| What is being asked |
Arrange every line of the entries below as a Markdown table with the columns Row and Line. Number the rows in order and leave out any blank lines.

| Input |
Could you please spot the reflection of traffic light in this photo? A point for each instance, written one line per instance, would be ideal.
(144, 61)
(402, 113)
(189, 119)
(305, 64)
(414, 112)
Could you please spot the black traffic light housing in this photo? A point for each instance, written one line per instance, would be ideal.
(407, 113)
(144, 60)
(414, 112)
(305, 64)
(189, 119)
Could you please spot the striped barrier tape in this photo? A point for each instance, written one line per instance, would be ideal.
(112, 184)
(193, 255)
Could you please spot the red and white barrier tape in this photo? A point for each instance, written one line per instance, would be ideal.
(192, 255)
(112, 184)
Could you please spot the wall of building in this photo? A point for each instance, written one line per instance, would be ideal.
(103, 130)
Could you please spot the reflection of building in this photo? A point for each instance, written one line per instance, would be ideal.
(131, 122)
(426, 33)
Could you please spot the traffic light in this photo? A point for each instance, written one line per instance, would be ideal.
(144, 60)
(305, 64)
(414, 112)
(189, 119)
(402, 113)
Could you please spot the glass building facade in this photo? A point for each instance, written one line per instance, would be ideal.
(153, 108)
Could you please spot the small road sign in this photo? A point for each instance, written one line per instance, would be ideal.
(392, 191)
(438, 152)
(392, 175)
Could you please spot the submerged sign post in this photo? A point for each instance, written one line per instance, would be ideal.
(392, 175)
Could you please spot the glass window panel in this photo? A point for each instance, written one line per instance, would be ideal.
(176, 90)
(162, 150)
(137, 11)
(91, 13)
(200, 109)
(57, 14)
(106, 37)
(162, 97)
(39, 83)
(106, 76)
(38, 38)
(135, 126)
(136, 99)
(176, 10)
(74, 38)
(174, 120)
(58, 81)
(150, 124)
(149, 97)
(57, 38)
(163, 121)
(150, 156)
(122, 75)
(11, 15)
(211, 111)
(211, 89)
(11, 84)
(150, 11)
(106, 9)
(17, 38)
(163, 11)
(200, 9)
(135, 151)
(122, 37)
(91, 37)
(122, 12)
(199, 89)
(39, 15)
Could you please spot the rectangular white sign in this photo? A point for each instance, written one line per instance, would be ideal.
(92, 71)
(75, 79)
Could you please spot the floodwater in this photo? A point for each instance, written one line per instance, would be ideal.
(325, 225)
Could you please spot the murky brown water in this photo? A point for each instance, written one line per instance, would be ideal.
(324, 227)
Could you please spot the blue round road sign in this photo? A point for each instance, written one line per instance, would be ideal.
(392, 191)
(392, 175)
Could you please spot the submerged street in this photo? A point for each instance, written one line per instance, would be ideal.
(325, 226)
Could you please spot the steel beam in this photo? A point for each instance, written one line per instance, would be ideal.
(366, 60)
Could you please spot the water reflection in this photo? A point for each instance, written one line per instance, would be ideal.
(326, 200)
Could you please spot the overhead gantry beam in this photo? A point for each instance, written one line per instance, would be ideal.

| Result of the task |
| Row | Line |
|---|---|
| 1 | Could you please spot the reflection of traffic light in this photo? A point for each instance, written one line per instance, would be ideal. |
| 2 | (144, 61) |
| 3 | (402, 113) |
| 4 | (189, 119) |
| 5 | (305, 64) |
| 6 | (414, 112) |
| 7 | Could you please spot the black traffic light housing in this photo? A point for each instance, written one line per instance, would be ideal. |
| 8 | (407, 113) |
| 9 | (144, 60) |
| 10 | (414, 112) |
| 11 | (305, 64) |
| 12 | (189, 119) |
| 13 | Could you please spot the striped barrier tape in this photo? A point for each instance, written one line per instance, would be ideal. |
| 14 | (112, 184) |
| 15 | (193, 255) |
| 16 | Could you please spot the red and white barrier tape in this photo? A point for each instance, written one line per instance, would be ideal. |
| 17 | (192, 255) |
| 18 | (112, 184) |
| 19 | Could you please spot the wall of building in this photo? A point for each instance, written one line per instance, would be ideal. |
| 20 | (103, 130) |
| 21 | Could you please spot the reflection of building in this photo? A point for each instance, written one line per instance, would be ideal. |
| 22 | (131, 122) |
| 23 | (426, 33) |
| 24 | Could you please spot the traffic light in this photo? A point for each instance, written one line per instance, would be ideal. |
| 25 | (144, 60) |
| 26 | (305, 64) |
| 27 | (414, 112) |
| 28 | (189, 119) |
| 29 | (402, 113) |
| 30 | Could you please spot the glass building facade in this photo? A point for each instance, written one line per instance, would be ideal. |
| 31 | (153, 108) |
| 32 | Could you please spot the small road sign in this photo? A point for each instance, written one line per instance, would be ideal. |
| 33 | (392, 191) |
| 34 | (438, 152) |
| 35 | (392, 175) |
| 36 | Could you please spot the submerged sign post in this photo? A point for each instance, written one line per instance, would be ideal. |
| 37 | (392, 175) |
| 38 | Could you please spot the glass window panel in this photo? A point for each instance, written one line per instance, would be ideal. |
| 39 | (176, 90) |
| 40 | (162, 150) |
| 41 | (137, 11) |
| 42 | (91, 13) |
| 43 | (200, 109) |
| 44 | (57, 14) |
| 45 | (106, 37) |
| 46 | (162, 97) |
| 47 | (39, 83) |
| 48 | (106, 76) |
| 49 | (38, 38) |
| 50 | (135, 126) |
| 51 | (136, 99) |
| 52 | (176, 10) |
| 53 | (74, 38) |
| 54 | (174, 120) |
| 55 | (58, 81) |
| 56 | (150, 124) |
| 57 | (149, 97) |
| 58 | (57, 38) |
| 59 | (163, 121) |
| 60 | (150, 156) |
| 61 | (122, 75) |
| 62 | (11, 15) |
| 63 | (211, 111) |
| 64 | (211, 89) |
| 65 | (11, 84) |
| 66 | (150, 11) |
| 67 | (106, 9) |
| 68 | (17, 38) |
| 69 | (163, 11) |
| 70 | (200, 9) |
| 71 | (135, 151) |
| 72 | (122, 37) |
| 73 | (91, 37) |
| 74 | (122, 12) |
| 75 | (199, 89) |
| 76 | (39, 15) |
| 77 | Could you please spot the rectangular white sign in this photo? A point for each instance, written one line per instance, would be ideal. |
| 78 | (92, 71) |
| 79 | (75, 79) |
| 80 | Could you please spot the floodwater in this photo? A point for each instance, written one line per instance, would be ideal. |
| 81 | (325, 225) |
| 82 | Could you please spot the murky brown water in this photo? A point for each instance, written one line per instance, would be ideal. |
| 83 | (324, 227) |
| 84 | Could you please spot the blue round road sign in this photo? A point for each instance, written one line per instance, would be ideal. |
| 85 | (392, 191) |
| 86 | (392, 175) |
| 87 | Could you please spot the submerged street in this photo? A point for each instance, written one line per instance, would be ideal. |
| 88 | (325, 226) |
| 89 | Could you please spot the steel beam in this photo? A point for each instance, written one line per instance, would be ideal. |
| 90 | (366, 60) |
| 91 | Could you please spot the water reflection in this photo? A point for each instance, written one line per instance, would be ideal. |
| 92 | (326, 200) |
| 93 | Could you please spot the overhead gantry beam in this photo? A point for each instance, written one line per instance, would be ideal. |